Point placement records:
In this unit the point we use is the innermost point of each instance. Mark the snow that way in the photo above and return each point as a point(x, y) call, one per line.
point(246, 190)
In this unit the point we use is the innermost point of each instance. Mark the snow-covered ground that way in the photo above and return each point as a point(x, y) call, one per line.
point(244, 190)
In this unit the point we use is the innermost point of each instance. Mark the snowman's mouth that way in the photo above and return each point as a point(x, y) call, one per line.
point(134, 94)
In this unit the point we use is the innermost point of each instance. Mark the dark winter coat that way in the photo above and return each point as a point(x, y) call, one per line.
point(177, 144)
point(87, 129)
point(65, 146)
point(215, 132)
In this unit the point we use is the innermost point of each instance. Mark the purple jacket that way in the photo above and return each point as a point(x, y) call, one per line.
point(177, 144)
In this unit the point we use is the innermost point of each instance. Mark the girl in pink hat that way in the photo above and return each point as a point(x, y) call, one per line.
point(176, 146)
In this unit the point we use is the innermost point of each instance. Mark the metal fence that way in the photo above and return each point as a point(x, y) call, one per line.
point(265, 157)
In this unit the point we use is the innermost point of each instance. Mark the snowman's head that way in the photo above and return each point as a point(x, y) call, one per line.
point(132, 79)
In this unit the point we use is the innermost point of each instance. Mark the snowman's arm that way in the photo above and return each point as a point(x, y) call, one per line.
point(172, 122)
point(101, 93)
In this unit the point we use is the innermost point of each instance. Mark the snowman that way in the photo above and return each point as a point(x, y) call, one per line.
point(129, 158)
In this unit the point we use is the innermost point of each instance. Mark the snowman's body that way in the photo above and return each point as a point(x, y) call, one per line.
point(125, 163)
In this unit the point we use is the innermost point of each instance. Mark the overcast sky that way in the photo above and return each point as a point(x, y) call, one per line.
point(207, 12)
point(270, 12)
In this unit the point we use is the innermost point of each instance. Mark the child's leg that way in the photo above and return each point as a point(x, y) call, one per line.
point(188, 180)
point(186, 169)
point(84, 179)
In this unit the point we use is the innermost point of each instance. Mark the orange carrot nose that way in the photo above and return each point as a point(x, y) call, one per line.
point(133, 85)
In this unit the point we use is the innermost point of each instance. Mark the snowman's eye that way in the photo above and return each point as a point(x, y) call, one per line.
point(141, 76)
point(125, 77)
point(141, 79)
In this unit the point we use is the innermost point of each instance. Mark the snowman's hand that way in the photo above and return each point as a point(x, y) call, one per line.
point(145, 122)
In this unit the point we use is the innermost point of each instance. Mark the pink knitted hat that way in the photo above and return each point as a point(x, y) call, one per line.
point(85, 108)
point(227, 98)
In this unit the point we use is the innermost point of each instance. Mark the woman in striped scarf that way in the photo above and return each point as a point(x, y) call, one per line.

WHAT TO PRODUCE =>
Reproduce, word for word, every line starting at the line that contains "Mark the orange" and ending with the final line of the entries.

SOLUTION TO THIS TASK =>
In this unit the point we use is the innermost point of each instance. Mark the orange carrot nose that way in the photo above and return each point as a point(x, y) call, one per line.
point(133, 85)
In this unit the point we use is the innermost point of each instance. Mark the snowman's eye that way in the photo above and return each point as a point(x, y) call, one per line.
point(141, 76)
point(125, 77)
point(141, 79)
In this unit the point we use is the innermost point of each instance. Mark the snowman's hand that way in the photo above and return each point as a point(x, y) call, one per line.
point(145, 122)
In this unit the point we use is the innermost point of each instance. Mark the pink knitted hat that way in the photo above and return each point as a point(x, y) call, one per line.
point(85, 108)
point(227, 98)
In this unit the point we use is the innermost point of each instance. Mark the woman in striped scarf that way in the photo above and return each point as a point(x, y) call, one per line.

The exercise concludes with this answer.